__About this task__: Would you restate the full listing word for word and omit its pictures?

__Extracted data__:
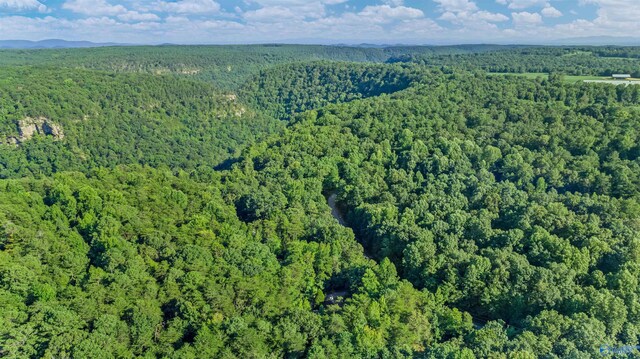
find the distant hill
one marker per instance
(50, 44)
(599, 41)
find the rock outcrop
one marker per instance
(29, 127)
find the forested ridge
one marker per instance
(168, 215)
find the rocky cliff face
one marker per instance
(29, 127)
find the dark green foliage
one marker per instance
(486, 217)
(600, 61)
(277, 90)
(113, 119)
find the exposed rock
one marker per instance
(29, 127)
(240, 111)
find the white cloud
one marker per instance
(272, 14)
(456, 5)
(188, 6)
(526, 18)
(133, 16)
(551, 11)
(22, 5)
(490, 17)
(385, 13)
(465, 13)
(522, 4)
(94, 7)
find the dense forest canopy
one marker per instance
(318, 203)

__Exercise output__:
find the distant hill
one marker per instance
(50, 44)
(599, 41)
find the rock outcrop
one marker per instance
(29, 127)
find the forested ridge
one marker per instance
(168, 215)
find the rocky cliff face
one marker per instance
(29, 127)
find the dark green foliage
one marker per instance
(486, 217)
(600, 61)
(277, 90)
(113, 119)
find the exposed rock
one marker per instance
(29, 127)
(240, 111)
find the white cloud
one marker per instance
(272, 14)
(456, 5)
(188, 6)
(526, 18)
(133, 16)
(551, 11)
(22, 5)
(490, 17)
(385, 13)
(465, 13)
(522, 4)
(94, 7)
find the dense forest canopy
one marker per instance
(318, 203)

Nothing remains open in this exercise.